— Begin Provided passage —

It’s a bit of a divisive one in the world of Fall fandom. The A-Z says: ‘Seen variously by Fall fans as a multi-instrumental layered tour de force with astounding vocals to match, or as a stodgy, seemingly never-ending unmusical/unstructured racket.’ The Annotated Fall says something similar: ‘it is passionately defended by some but dismissed as boringly repetitive and too long by others.’ Before this, I would have said that I tended towards the more positive view, but with the caveat that, if you’re listening to Hex, it’s such a dense and intense album that by the time you get to the final track, ATD is perhaps just a bit much. However, whilst I don’t want to revisit extensively the whole issue of context, one of the joys of this project has been freeing songs up from their original situation and giving them a chance to shine; to see them in a different light (and on the odd occasion letting them be a little irritating).

I really enjoyed ATD on the way down to Cardiff yesterday, much in the way that I’ve always done, but it benefited from its placement in the looped playlist here, between the zippy, concise Wired and the crisp, exuberant Showcase. But then, on the journey back north today through the relentless, lashing sheets of rain, it just made perfect sense. It’s such a dense, unrelenting slab of noise that it matched perfectly the apocalyptic weather.

— End Provided passage —
— Begin Stored data —

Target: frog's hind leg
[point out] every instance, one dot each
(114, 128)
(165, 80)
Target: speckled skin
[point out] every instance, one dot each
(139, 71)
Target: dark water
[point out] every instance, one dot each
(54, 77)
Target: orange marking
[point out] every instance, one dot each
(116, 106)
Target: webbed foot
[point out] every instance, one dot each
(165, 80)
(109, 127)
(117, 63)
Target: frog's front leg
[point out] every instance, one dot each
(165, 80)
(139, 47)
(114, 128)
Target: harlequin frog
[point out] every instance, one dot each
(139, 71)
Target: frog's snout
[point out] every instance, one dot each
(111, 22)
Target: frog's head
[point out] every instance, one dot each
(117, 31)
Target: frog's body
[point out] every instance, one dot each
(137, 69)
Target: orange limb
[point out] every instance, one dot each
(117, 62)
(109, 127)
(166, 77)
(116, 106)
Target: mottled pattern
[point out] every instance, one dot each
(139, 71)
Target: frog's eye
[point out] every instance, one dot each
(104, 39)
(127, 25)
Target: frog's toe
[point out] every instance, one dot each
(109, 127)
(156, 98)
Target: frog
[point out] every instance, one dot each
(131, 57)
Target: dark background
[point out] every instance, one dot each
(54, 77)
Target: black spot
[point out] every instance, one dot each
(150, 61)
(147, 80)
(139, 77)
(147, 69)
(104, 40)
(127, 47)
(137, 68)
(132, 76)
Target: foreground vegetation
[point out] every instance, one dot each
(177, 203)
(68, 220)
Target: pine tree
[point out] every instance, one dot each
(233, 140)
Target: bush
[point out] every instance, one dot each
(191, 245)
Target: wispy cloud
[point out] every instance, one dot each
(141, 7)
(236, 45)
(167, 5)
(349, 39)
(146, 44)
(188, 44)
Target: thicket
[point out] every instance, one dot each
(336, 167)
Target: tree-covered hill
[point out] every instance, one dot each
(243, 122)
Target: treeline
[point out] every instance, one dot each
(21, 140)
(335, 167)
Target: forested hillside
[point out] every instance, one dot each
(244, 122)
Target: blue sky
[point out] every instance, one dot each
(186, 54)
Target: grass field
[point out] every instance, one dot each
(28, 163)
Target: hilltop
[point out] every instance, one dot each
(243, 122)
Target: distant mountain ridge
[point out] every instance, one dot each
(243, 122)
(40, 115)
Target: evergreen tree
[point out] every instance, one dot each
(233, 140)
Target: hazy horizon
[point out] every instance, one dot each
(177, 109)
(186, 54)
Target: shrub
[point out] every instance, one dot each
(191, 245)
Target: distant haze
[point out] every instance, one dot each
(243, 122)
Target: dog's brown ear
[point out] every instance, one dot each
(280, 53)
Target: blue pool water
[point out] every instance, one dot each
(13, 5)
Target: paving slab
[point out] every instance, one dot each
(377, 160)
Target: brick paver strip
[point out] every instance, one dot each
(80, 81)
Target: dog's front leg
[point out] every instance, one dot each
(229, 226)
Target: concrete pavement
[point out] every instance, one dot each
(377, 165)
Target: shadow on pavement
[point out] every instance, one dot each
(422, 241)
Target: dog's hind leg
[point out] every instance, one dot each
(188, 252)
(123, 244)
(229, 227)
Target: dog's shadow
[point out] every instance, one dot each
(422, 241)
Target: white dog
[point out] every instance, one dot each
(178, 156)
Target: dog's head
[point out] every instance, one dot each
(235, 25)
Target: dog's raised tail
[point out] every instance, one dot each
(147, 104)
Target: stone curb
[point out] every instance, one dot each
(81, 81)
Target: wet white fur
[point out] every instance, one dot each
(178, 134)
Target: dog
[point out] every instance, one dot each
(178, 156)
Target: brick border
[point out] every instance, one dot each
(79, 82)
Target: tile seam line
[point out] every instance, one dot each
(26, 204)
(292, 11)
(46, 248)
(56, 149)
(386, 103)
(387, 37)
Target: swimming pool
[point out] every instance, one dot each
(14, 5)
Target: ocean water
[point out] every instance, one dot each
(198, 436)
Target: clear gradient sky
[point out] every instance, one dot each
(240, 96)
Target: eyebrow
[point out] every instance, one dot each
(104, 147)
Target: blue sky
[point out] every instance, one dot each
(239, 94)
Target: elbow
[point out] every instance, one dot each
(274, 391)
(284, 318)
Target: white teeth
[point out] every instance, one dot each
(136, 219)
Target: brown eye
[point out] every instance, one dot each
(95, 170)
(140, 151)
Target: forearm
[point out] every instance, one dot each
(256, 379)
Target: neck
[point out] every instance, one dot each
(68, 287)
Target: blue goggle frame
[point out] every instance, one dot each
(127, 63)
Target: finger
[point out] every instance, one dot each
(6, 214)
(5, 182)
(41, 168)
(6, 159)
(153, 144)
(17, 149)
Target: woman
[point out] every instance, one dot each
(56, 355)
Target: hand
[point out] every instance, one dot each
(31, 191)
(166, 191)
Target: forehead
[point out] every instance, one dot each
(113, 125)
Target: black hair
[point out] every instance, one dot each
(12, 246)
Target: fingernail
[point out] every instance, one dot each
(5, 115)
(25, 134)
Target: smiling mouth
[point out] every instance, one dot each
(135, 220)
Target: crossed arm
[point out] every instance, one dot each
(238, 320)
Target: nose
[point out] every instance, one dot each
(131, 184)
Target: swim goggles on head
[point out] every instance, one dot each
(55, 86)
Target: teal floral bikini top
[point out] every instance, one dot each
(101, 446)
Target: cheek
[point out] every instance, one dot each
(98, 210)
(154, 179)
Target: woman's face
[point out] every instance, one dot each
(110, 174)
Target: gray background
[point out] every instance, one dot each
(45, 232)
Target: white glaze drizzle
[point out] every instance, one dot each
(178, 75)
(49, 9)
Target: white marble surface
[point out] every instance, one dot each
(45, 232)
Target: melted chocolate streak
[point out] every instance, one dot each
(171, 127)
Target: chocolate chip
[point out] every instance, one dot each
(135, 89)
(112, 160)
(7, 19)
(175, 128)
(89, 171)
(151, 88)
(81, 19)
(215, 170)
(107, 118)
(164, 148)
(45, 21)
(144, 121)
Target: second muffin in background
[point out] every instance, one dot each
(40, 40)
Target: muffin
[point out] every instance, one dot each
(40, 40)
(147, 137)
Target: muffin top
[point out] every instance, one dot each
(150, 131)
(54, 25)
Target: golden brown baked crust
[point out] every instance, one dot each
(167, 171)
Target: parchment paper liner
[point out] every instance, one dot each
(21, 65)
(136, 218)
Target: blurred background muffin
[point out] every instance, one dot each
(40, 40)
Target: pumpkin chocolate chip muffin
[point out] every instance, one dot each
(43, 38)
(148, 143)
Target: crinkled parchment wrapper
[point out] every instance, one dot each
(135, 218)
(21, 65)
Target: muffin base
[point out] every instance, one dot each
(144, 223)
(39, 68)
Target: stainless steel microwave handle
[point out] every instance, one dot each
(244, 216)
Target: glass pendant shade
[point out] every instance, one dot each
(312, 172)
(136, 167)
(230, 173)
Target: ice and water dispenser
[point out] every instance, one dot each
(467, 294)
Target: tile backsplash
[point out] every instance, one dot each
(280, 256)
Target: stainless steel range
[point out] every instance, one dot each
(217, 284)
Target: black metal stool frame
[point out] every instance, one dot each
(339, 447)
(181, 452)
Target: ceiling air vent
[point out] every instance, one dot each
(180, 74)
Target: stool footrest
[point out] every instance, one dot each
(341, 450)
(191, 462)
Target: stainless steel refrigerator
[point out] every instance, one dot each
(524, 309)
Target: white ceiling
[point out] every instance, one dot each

— End Stored data —

**Exercise:**
List every song title named in the Fall passage, leaving out album and book titles. Answer using only the Fall passage, without relying on the records.

**Final result:**
ATD, Wired, Showcase